> [TASKS FOR THIS EXERCISE]
1. Could you copy the passage of the T9000 transputer text between "The main objective" and "the GP-MIMD project.", inclusive?
2. Answer these questions from the T9000 transputer text:
(a) How many prototype T9000 Transputers make up the network in the CPLEAR data acquisition system?
(b) Which three experiments are given as examples of earlier transputer use in real-time High-Energy Physics systems?
(c) How many nodes does the existing T805 real-time data acquisition system have?

> [TEXT SHOWN]
[Start of section]

The application of the T9000 transputer to the CPLEAR experiment at CERN by Heeley, R et al.




THE APPLICATION OF THE T9000 TRANSPUTER TO THE CPLEAR 
EXPERIMENT AT CERN
 
R. Heeley, M.P. Ward and S. Fisher
CERN and The University of Liverpool, Liverpool, England
R.W. Dobinson and W. Lu
CERN, Geneva, Switzerland
D.J. Francis




As part of the ESPRIT GP-MIMD project a network of 54 prototype T9000 Transputers has
been integrated into the data acquisition system of the CPLEAR experiment at CERN to per-
form on-line event filtering. Initial experience with T9000s and their interconnection using
C104 packet routing chips is presented together with performance measurements and prospects
for the future.
 






Transputer systems have been successfully used in real-time High-Energy Physics (HEP)
systems for some time, for example in the ZEUS, UA6, and OPAL experiments [1]–[6].
Data acquisition and triggering systems for experiments at the Large Hadron Collider
(LHC) and other demanding applications will require large-scale parallel systems [7]–[9]. In
these applications, systems will primarily be based on high-speed point-to-point serial links and
switches rather than shared buses. The INMOS T9000 Transputer [10] and the associated C104
packet routing chip [11] are commercially-available integrated circuits which can be used to
build large networks of the type required for future experiments. 
The main objective of the ESPRIT project GP-MIMD is the design and construction of
large-scalable parallel computers using the T9000 and C104. As part of this project a 54-node
T9000 network, using C104 packet routing switches, has been integrated into an existing 32-
node T805 real-time data acquisition system in the CPLEAR experiment [12]–[14]. The T805
system was also developed as part of the GP-MIMD project.

[End of section]

> [SUPPLIED INFORMATION]
[Start of section]

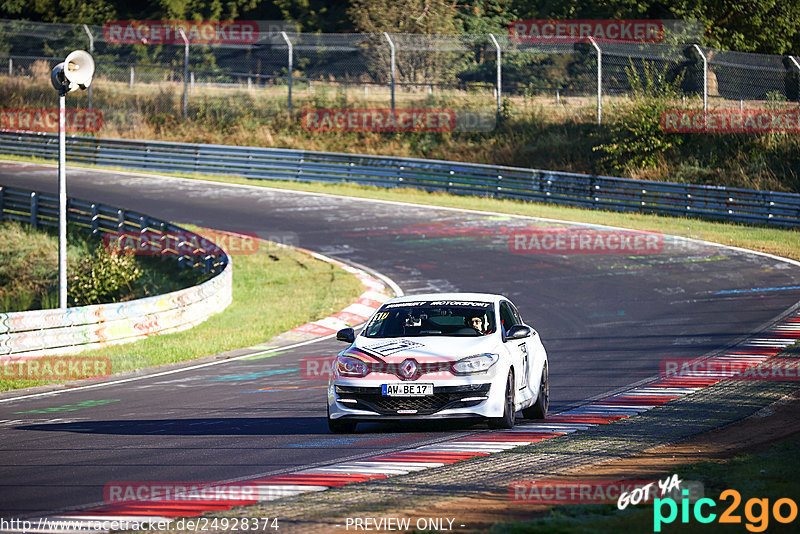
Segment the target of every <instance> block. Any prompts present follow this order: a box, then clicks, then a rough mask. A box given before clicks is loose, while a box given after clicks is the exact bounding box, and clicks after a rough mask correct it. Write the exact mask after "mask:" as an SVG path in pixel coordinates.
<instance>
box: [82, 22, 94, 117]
mask: <svg viewBox="0 0 800 534" xmlns="http://www.w3.org/2000/svg"><path fill="white" fill-rule="evenodd" d="M83 30H84V31H85V32H86V35H88V36H89V54H91V55H92V57H94V35H92V32H91V31H90V30H89V26H87V25H86V24H84V25H83ZM89 109H92V85H89Z"/></svg>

[End of section]

> [LIST OF ANSWERS]
1.
The main objective of the ESPRIT project GP-MIMD is the design and construction of
large-scalable parallel computers using the T9000 and C104. As part of this project a 54-node
T9000 network, using C104 packet routing switches, has been integrated into an existing 32-
node T805 real-time data acquisition system in the CPLEAR experiment [12]–[14]. The T805
system was also developed as part of the GP-MIMD project.

2.
(a) 54
(b) ZEUS, UA6, and OPAL
(c) 32